***** TEXTE FOURNI *****

Interview de Marie-Luce Penchard au sujet de la Nouvelle-Calédonie : " craignez-vous une situation à la Polynésienne?"
Interview de Marie-Luce Penchard publiée le 26 février 2011 dans les Nouvelles Calédoniennes

Références
Nouvelle Calédonie


Vous vous rendez en Nouvelle-Calédonie pour le Forum Union Européenne-Pays et Territoires d’Outre-Mer. Pourquoi est-il si important ?

Ce forum est important car nous allons signer une position commune qui va déterminer la stratégie de l’Union Européenne à l’égard des PTOM, comme nous venons de le faire pour les régions ultrapériphériques (ndlr : DOM français). L’Europe revoit actuellement sa politique de cohésion territoriale. En juin, un débat se tiendra sur les perspectives budgétaires et financières. Il faut que les PTOM soient pris en compte au même titre que les régions ultrapériphériques.

*****

- _CONSIGNES DE L'EXERCICE_:
1. D'après l'entretien, à quel moment aura lieu le débat sur les perspectives budgétaires et financières ?
2. Dans l'entretien, recopiez le passage allant de « Vous vous rendez » jusqu'à « les régions ultrapériphériques. » inclus, en renommant « PTOM » en « pays et territoires d'outre-mer ».
3. Selon l'entretien, pourquoi le forum Union Européenne-Pays et Territoires d'Outre-Mer est-il important ?
Les données qui suivent n'ont aucun lien avec l'entretien.

***** DONNÉES DISPONIBLES *****

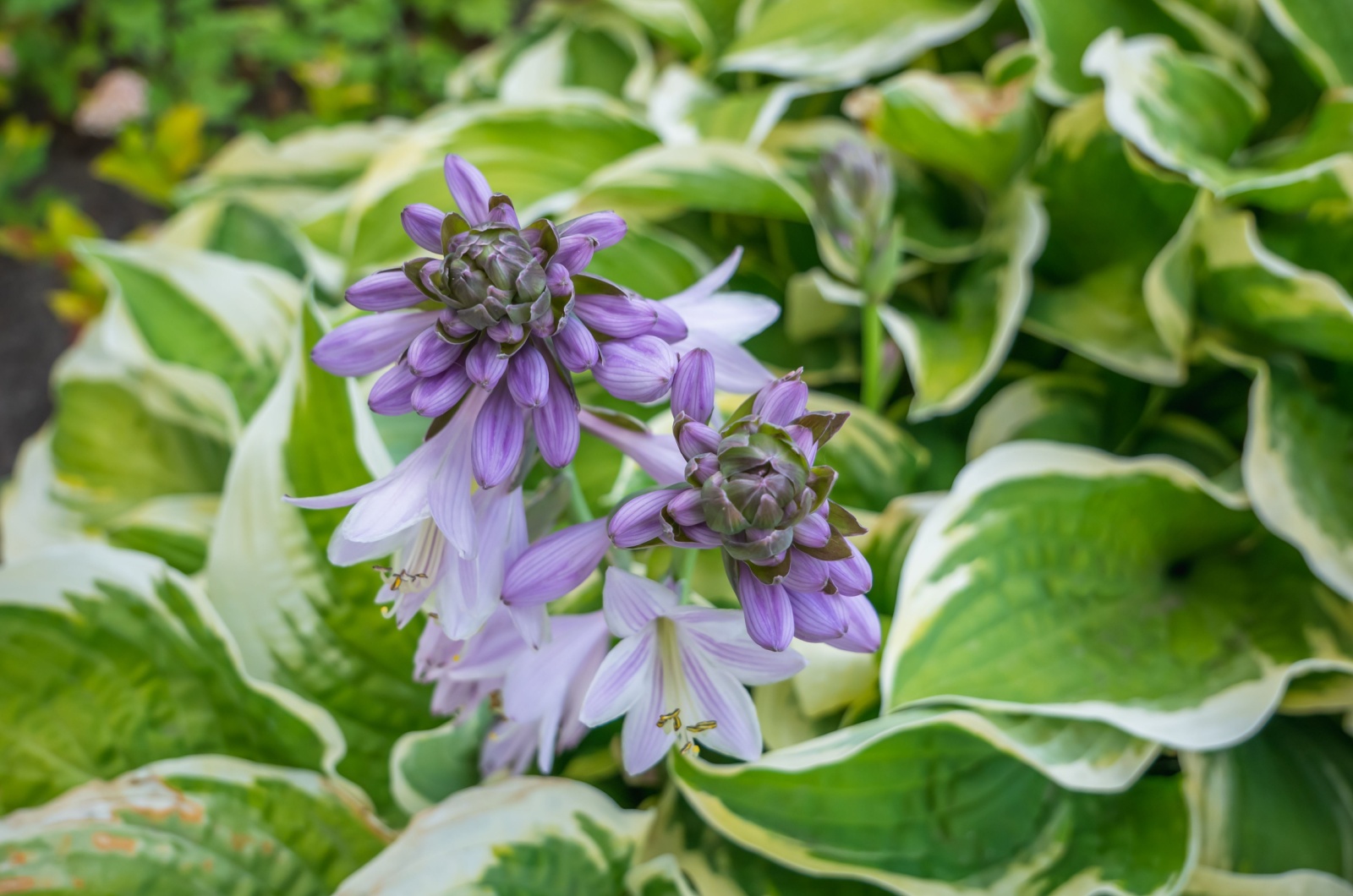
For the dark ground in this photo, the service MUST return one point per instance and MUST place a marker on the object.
(30, 336)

*****

- _CORRIGÉ DE L'EXERCICE_:
1. En juin.

2.
Vous vous rendez en Nouvelle-Calédonie pour le Forum Union Européenne-Pays et Territoires d’Outre-Mer. Pourquoi est-il si important ?

Ce forum est important car nous allons signer une position commune qui va déterminer la stratégie de l’Union Européenne à l’égard des pays et territoires d'outre-mer, comme nous venons de le faire pour les régions ultrapériphériques (ndlr : DOM français). L’Europe revoit actuellement sa politique de cohésion territoriale. En juin, un débat se tiendra sur les perspectives budgétaires et financières. Il faut que les pays et territoires d'outre-mer soient pris en compte au même titre que les régions ultrapériphériques.

3. Une position commune doit y être signée. Elle déterminera la stratégie de l'Union Européenne à l'égard des PTOM, comme cela vient d'être fait pour les régions ultrapériphériques.